§ What the exercise asks
In full and without alteration, give the listing again.
━━ Data to use ━━
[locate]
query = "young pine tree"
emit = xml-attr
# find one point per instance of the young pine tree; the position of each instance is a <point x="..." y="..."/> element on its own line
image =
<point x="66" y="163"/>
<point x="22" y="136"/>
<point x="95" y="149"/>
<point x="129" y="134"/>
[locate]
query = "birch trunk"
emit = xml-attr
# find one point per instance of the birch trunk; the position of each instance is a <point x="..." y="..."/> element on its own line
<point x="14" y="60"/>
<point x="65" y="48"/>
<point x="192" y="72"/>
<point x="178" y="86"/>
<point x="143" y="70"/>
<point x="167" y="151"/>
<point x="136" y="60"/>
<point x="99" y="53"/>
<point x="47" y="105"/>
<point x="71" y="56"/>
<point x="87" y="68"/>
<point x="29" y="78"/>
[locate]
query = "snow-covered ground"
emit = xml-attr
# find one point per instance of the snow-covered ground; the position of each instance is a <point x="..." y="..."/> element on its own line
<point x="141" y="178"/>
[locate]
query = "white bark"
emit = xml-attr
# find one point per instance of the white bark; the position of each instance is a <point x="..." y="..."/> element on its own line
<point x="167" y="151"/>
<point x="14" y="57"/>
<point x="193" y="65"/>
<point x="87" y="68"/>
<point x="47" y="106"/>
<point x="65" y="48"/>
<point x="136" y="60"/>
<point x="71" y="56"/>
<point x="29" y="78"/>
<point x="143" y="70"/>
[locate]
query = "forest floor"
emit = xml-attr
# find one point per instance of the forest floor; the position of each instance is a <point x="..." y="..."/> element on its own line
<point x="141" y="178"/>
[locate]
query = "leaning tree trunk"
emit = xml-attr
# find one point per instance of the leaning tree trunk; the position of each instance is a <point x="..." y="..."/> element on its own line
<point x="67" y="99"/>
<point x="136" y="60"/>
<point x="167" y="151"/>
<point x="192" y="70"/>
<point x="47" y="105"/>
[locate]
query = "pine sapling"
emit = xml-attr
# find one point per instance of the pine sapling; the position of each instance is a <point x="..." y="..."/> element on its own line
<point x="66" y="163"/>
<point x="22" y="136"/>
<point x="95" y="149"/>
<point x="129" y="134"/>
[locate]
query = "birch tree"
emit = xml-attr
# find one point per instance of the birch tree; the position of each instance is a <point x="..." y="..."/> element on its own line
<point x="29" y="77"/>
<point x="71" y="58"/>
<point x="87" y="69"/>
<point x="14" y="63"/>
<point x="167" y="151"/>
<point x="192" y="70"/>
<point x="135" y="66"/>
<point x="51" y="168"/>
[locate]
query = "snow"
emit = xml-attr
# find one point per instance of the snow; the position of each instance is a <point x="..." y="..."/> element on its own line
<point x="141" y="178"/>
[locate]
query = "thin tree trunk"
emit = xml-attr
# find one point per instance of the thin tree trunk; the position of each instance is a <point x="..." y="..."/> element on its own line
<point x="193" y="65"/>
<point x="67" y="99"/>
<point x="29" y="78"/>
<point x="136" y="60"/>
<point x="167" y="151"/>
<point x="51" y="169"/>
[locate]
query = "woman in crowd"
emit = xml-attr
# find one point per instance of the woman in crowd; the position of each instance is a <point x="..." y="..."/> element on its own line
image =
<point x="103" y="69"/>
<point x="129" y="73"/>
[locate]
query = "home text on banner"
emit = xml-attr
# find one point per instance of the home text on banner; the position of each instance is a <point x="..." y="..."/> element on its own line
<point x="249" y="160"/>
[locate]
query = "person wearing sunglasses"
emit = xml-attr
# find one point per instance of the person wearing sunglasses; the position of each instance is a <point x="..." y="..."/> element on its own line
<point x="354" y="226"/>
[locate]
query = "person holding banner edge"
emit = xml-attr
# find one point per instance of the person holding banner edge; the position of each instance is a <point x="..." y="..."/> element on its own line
━━━
§ Answer in full
[locate]
query = "young pine tree"
emit = xml-attr
# find one point per instance of the young pine tree; the position of each instance is a <point x="..." y="..."/> element on its own line
image =
<point x="66" y="163"/>
<point x="22" y="136"/>
<point x="95" y="149"/>
<point x="129" y="134"/>
[locate]
query = "birch trunk"
emit = xml-attr
# find one point per instance of the birch trunk; the position of each instance is a <point x="..." y="..."/> element on its own line
<point x="14" y="60"/>
<point x="65" y="48"/>
<point x="192" y="72"/>
<point x="178" y="86"/>
<point x="143" y="70"/>
<point x="167" y="151"/>
<point x="136" y="60"/>
<point x="99" y="53"/>
<point x="47" y="105"/>
<point x="71" y="56"/>
<point x="87" y="68"/>
<point x="29" y="78"/>
[locate]
query = "snow-covered ground"
emit = xml-attr
# find one point per instance of the snow-covered ground; the position of each instance is a <point x="..." y="..."/> element on its own line
<point x="141" y="178"/>
[locate]
query = "white bark"
emit = xml-attr
# find one point per instance of the white bark; the position of each instance is a <point x="..." y="..."/> element on its own line
<point x="167" y="151"/>
<point x="14" y="57"/>
<point x="193" y="65"/>
<point x="87" y="68"/>
<point x="47" y="106"/>
<point x="65" y="48"/>
<point x="136" y="60"/>
<point x="71" y="56"/>
<point x="29" y="78"/>
<point x="143" y="70"/>
[locate]
query = "forest floor"
emit = xml-attr
# find one point per instance of the forest floor; the position of each instance is a <point x="..." y="..."/> element on its own line
<point x="141" y="178"/>
[locate]
query = "leaning tree trunk"
emit = xml-attr
# find one point per instance of the leaning tree trunk; the position of each instance is a <point x="..." y="..."/> element on its own line
<point x="67" y="99"/>
<point x="136" y="60"/>
<point x="167" y="151"/>
<point x="192" y="70"/>
<point x="47" y="105"/>
[locate]
query = "pine sapling"
emit = xml-attr
# find one point per instance of the pine sapling; the position of each instance is a <point x="..." y="..."/> element on its own line
<point x="66" y="163"/>
<point x="22" y="136"/>
<point x="95" y="149"/>
<point x="129" y="134"/>
[locate]
query = "birch tree"
emit = xml-attr
# find one point per instance of the birch tree; the position of each instance is a <point x="..." y="..."/> element on its own line
<point x="29" y="77"/>
<point x="71" y="58"/>
<point x="87" y="69"/>
<point x="14" y="63"/>
<point x="167" y="151"/>
<point x="192" y="70"/>
<point x="135" y="66"/>
<point x="51" y="168"/>
[locate]
query = "snow"
emit = xml-attr
# find one point per instance of the snow; the position of each instance is a <point x="..." y="..."/> element on its own line
<point x="141" y="178"/>
[locate]
query = "thin tree trunk"
emit = xml-attr
# find one point per instance of the thin tree trunk; the position of each instance is a <point x="..." y="..."/> element on its own line
<point x="193" y="65"/>
<point x="67" y="99"/>
<point x="29" y="78"/>
<point x="136" y="60"/>
<point x="167" y="151"/>
<point x="51" y="169"/>
[locate]
query = "woman in crowd"
emit = xml-attr
# find one point per instance of the woman in crowd; the position of each instance is a <point x="..." y="..."/> element on its own line
image =
<point x="103" y="69"/>
<point x="129" y="73"/>
[locate]
query = "home text on banner"
emit = xml-attr
# find one point per instance of the home text on banner; the position of each instance is a <point x="..." y="..."/> element on its own line
<point x="249" y="160"/>
[locate]
query = "person wearing sunglasses"
emit = xml-attr
# find one point per instance of the person wearing sunglasses; the position of each instance is a <point x="..." y="..."/> element on its own line
<point x="354" y="226"/>
[locate]
query = "person holding banner edge"
emit = xml-attr
# find one point per instance of the person holding banner edge; the position of each instance is a <point x="..." y="..."/> element on its own line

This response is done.